We further evaluated the role of UGGT1 in enterovirus D68 (EVD68). EVD68 is classified in a different group as other more common enteroviruses, such as EVA71 and coxsackievirus A16, but this does not mean it is less pathogenic: in a 2014 outbreak of EVD68, a total of 1,152 people in United States were confirmed as having acute respiratory infections caused by EVD68. It is important for emergency clinicians to recognize this viral illness, because it can lead to respiratory distress that requires hospitalization or, in some instances, intensive care . After infecting NC or UGGT1 siRNA-treated cells with EVD68, we evaluated viral replication rates, and observed that EVD68 viral titers were lower in UGGT1 siRNA-transfected cells as compared to NC siRNA-transfected cells (S3E and S3F Fig). These results confirm that UGGT1 is a positive regulator of EVA71 and EVD68 replication, and suggest that it may be a commonly utilized host factor for viral replication in enteroviruses.
To assess whether the enzymatic activity of UGGT1 is critical for viral replication, we generated UGGT1 variants lacking monoglucosylation activity (UGGT1(mut)). Previously, it was shown that UGGT1 enzymatic activity would be abolished after the elimination of monoglucosylation activity via mutation . We overexpressed UGGT1 or UGGT1(mut) in infected cells, and subsequent comparison of viral yields showed no significant difference (S4 Fig), suggesting that UGGT1 enzymatic activity is not critical for viral replication. In light of this, we propose that UGGT1 may primarily act as a protein bridge to facilitate viral replication.

- **Image point grounding data**:

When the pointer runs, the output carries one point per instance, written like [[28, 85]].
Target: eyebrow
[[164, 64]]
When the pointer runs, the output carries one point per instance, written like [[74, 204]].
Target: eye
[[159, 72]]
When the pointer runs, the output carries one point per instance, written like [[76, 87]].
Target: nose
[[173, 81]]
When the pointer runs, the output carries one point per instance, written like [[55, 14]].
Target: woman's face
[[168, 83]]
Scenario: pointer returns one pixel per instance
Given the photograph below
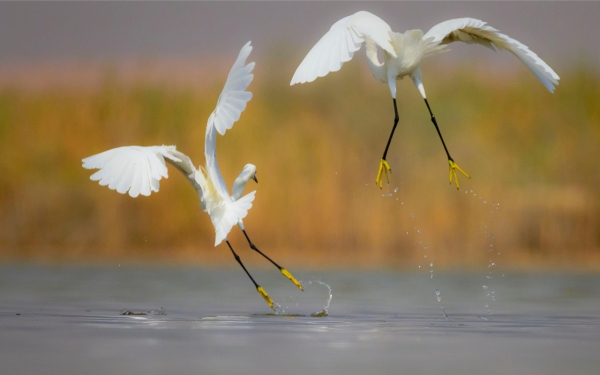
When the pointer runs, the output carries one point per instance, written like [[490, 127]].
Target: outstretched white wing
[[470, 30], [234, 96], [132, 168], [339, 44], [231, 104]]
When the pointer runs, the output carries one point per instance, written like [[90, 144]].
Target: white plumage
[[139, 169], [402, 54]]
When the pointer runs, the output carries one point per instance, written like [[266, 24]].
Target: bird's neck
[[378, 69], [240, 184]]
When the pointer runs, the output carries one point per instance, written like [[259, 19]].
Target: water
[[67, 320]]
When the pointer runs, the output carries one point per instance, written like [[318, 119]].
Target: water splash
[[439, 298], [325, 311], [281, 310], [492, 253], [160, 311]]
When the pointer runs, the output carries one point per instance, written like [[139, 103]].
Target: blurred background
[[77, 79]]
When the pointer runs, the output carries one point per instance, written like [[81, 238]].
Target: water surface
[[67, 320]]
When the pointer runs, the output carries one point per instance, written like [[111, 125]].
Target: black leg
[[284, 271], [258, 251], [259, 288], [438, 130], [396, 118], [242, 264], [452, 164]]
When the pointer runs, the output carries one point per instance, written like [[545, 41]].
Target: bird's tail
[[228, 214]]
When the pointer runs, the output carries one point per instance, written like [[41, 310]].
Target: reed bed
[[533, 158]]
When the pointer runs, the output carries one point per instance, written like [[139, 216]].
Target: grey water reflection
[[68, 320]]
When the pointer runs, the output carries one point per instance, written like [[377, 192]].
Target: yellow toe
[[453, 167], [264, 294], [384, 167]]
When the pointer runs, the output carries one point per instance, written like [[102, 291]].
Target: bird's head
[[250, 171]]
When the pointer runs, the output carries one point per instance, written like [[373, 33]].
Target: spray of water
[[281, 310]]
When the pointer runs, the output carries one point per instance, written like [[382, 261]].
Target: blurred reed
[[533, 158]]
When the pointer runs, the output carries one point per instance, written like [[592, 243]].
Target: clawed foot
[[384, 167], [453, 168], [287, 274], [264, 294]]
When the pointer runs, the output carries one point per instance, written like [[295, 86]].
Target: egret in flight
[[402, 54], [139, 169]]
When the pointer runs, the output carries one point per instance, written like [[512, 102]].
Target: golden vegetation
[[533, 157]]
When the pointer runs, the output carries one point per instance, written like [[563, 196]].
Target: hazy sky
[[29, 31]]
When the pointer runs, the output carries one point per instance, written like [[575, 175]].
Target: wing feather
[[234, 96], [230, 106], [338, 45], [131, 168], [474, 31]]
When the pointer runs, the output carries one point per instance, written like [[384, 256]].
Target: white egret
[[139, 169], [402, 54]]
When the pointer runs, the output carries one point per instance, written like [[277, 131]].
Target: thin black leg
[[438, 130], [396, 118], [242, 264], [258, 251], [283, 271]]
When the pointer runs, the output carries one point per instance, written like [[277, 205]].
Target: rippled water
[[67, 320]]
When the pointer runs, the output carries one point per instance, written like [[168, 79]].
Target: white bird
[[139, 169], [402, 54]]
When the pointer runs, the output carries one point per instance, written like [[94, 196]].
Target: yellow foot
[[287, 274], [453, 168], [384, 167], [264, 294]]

- **What is needed**: According to the enterovirus passage, how many people in the United States were confirmed as having acute respiratory infections caused by EVD68 in the 2014 outbreak? This data is separate material with no connection to the text.

- **Answer space**: 1,152 people.